▶ _Aufgaben_
1. Nenne alle Eigenschaften, die der Lesetext über Erwartungen in seinem ersten Absatz dem Satz zuschreibt.
2. Kopiere unverändert die Zeilen aus dem Datenauszug, beginnend mit der Zeile, die „green grass, each“ enthält, bis einschließlich der Zeile, die „column 29, row 335“ enthält.
**** Lesetext ****
So ein schöner Satz. So wahr. So eingängig. So nachvollziehbar. So klar. Und so scheinbar logisch.

Und dennoch.

Kaum ein Mensch ist ohne Erwartungen. Erwartungen an sich selbst. Erwartungen an andere.

Beim Lesen dieses Zitates sind mir sofort Bilder von Eltern in den Kopf gekommen, die von ihren Kindern erwarten, dass sie einen angesehenen, akademischen, gut bezahlten Beruf wählen. Von Unternehmerfamilien, in denen meist eines der Kinder mit der generationalen Erwartung konfrontiert ist, das Familienunternehmen weiterzuführen. Und dies natürlich überwiegend in traditioneller Form.

Was den Kindern da aufgeladen wird, ist den meisten Eltern wahrscheinlich nicht bewusst. Ihr Blick ist darauf gerichtet, sich in Gestalt der eigenen Kinder, eigene unerfüllte Wünsche und Träume zu erfüllen. Traditionen fortzusetzen. Fast immer unter dem Vorwand, das Beste für die Nachkommen zu wollen. Sie sollen es besser machen und haben, als man selbst. Man glaubt, beseelt von den eigenen Ideen und der dazugehörigen Vorstellung, die Kinder in eine gute und bessere Zukunft zu geleiten.

Oder zu drängen. Zur eigenen Bedürfnisbefriedigung. Zur Wunscherfüllung. Zur Selbstberuhigung. - Neigen wir dazu unseren Kindern etwas aufzuladen, was nicht ihren eigenen Wünschen und Bedürfnissen entspricht. Was nicht zu ihnen gehört. Sondern zu uns. Das sollte uns klar sein.

Erst beim zweiten Lesen des Zitates und nachdem ich mir beim Ersten innerlich lächelnd auf die Seite meiner Schultern geklopft habe, die mich als gute Mutter auszeichnet, die sich ganz klar von projiziertem Erwartungsdruck distanziert… Erst dann hörte ich mich selbst sagen, als mein 10-jähriger Sohn mir stolz verkündete, er habe sich für die Posaune in seinem Schulorchester entschieden: „Posaune? Warum denn nicht Saxophon? Wie wir es besprochen hatten.“

Wir hatten gar nix besprochen! Ich hatte ihm gesagt, dass, wenn schon Blasinstrument, ja wohl das Saxophon am coolsten sei. Er sagte mir aber nun: „Ich werde Posaune spielen.“ Gedacht hab ich: „Na super.“ Gesehen habe ich meinen Vater, im ultrakonservativen Posaunenchor. Geantwortet habe ich: „Na gut. Ist doch auch schön.“ Geglaubt hat mir das ganz sicher niemand.
**** Datenauszug ****
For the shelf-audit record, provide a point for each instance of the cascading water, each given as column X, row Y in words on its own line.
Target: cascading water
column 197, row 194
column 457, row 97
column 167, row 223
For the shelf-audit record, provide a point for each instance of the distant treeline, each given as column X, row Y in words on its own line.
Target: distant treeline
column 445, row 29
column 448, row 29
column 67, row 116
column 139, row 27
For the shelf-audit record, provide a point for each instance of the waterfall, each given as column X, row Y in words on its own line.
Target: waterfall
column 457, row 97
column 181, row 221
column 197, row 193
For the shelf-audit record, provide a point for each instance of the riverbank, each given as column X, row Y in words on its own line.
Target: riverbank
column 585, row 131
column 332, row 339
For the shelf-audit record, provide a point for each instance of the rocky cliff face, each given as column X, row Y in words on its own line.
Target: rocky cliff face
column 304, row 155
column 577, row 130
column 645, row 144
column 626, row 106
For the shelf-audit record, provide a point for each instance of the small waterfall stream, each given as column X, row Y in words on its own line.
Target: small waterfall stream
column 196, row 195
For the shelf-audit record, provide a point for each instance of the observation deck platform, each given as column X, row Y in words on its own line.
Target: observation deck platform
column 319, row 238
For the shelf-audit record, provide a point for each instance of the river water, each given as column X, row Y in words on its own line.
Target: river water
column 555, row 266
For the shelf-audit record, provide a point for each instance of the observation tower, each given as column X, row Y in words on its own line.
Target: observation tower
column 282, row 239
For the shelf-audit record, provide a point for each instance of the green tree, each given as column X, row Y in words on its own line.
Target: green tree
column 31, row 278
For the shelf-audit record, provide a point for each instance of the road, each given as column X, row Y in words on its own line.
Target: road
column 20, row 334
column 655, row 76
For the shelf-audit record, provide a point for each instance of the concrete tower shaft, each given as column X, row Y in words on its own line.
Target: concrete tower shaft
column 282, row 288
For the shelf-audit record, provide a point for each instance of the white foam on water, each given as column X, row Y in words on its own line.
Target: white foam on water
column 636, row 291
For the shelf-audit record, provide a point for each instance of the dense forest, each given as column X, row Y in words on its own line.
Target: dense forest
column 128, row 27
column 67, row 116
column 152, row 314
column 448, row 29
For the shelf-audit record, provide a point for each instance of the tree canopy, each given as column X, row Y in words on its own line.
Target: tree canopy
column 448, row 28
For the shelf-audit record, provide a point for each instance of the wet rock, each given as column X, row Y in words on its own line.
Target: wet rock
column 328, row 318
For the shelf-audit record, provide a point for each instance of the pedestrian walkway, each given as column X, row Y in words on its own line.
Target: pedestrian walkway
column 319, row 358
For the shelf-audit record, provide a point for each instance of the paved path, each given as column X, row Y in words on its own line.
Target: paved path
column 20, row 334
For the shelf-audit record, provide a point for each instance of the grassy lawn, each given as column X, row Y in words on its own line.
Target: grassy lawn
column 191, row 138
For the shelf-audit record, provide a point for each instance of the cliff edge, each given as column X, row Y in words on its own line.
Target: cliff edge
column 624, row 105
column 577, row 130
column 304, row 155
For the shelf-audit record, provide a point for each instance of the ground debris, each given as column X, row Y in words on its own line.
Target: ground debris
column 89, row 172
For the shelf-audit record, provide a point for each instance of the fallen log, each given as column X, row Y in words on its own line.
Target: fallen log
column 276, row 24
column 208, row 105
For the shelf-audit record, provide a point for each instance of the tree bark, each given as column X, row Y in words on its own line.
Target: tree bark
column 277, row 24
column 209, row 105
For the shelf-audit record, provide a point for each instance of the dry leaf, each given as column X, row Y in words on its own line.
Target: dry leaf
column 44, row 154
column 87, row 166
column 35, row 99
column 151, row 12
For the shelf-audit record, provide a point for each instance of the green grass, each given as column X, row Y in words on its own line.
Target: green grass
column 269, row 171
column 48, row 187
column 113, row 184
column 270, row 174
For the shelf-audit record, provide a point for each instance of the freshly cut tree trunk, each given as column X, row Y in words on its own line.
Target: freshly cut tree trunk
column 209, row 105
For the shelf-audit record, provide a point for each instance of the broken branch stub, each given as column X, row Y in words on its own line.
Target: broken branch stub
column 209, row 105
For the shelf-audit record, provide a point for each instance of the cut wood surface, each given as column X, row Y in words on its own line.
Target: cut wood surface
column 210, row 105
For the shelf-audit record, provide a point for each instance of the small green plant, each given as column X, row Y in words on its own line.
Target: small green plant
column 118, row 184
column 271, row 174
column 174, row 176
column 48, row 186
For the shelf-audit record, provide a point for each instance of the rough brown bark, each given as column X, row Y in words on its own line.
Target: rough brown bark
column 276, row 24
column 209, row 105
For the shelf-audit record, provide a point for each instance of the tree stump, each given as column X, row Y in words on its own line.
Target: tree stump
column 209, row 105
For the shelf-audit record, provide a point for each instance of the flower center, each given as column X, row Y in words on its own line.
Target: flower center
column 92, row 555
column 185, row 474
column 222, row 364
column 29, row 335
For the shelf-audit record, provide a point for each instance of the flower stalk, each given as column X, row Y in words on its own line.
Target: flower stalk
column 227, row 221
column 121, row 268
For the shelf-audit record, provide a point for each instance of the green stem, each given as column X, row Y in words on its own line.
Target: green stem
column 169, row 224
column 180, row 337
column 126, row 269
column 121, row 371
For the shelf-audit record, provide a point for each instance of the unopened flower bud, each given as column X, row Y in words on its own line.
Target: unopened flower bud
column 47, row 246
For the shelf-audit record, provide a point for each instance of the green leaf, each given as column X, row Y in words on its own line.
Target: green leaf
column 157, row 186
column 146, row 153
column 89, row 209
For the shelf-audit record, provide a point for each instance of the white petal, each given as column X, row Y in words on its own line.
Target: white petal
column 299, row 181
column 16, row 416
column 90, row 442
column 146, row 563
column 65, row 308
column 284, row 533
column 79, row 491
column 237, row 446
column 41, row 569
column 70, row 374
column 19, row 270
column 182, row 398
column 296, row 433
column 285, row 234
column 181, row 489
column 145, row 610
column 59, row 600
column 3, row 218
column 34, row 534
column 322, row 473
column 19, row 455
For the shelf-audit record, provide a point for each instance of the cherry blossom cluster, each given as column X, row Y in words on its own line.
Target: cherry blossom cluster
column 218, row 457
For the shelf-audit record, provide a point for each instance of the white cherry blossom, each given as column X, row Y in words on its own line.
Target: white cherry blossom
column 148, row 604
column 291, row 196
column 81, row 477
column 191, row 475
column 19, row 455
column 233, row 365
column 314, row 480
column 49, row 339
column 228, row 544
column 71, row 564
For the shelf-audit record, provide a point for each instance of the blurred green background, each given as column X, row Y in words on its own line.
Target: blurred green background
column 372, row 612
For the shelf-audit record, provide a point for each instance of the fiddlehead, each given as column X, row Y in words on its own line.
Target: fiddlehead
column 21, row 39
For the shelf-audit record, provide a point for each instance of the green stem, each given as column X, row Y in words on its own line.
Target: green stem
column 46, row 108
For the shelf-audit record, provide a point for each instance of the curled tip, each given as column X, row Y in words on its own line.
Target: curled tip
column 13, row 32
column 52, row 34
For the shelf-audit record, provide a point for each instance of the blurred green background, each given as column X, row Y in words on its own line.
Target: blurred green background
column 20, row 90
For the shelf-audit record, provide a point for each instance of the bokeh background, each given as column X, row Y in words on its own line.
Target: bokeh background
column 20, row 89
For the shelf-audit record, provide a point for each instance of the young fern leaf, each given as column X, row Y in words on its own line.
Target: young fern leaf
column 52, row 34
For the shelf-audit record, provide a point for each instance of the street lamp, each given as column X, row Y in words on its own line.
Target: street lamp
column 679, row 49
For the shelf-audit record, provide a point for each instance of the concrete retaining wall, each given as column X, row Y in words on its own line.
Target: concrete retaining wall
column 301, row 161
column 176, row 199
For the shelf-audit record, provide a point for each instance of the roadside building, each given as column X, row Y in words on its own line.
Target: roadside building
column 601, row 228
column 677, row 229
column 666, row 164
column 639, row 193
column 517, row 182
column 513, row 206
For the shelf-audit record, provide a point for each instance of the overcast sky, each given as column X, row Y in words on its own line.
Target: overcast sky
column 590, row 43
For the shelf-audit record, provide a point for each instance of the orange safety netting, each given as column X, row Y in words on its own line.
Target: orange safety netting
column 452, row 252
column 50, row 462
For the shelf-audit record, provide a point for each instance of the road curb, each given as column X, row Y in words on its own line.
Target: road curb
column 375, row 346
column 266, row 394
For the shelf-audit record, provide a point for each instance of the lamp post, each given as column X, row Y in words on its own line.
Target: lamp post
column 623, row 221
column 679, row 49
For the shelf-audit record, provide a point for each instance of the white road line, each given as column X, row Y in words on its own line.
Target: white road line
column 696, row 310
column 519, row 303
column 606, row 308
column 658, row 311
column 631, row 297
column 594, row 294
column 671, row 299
****
▶ _Musterlösungen_
1.
- schön
- wahr
- eingängig
- nachvollziehbar
- klar
- scheinbar logisch

2.
For the shelf-audit record, provide a point for each instance of the green grass, each given as column X, row Y in words on its own line.
Target: green grass
column 269, row 171
column 48, row 187
column 113, row 184
column 270, row 174
For the shelf-audit record, provide a point for each instance of the freshly cut tree trunk, each given as column X, row Y in words on its own line.
Target: freshly cut tree trunk
column 209, row 105
For the shelf-audit record, provide a point for each instance of the broken branch stub, each given as column X, row Y in words on its own line.
Target: broken branch stub
column 209, row 105
For the shelf-audit record, provide a point for each instance of the cut wood surface, each given as column X, row Y in words on its own line.
Target: cut wood surface
column 210, row 105
For the shelf-audit record, provide a point for each instance of the small green plant, each given as column X, row Y in words on its own line.
Target: small green plant
column 118, row 184
column 271, row 174
column 174, row 176
column 48, row 186
For the shelf-audit record, provide a point for each instance of the rough brown bark, each given as column X, row Y in words on its own line.
Target: rough brown bark
column 276, row 24
column 209, row 105
For the shelf-audit record, provide a point for each instance of the tree stump, each given as column X, row Y in words on its own line.
Target: tree stump
column 209, row 105
For the shelf-audit record, provide a point for each instance of the flower center, each given as column X, row Y in words on its own line.
Target: flower center
column 92, row 555
column 185, row 474
column 222, row 364
column 29, row 335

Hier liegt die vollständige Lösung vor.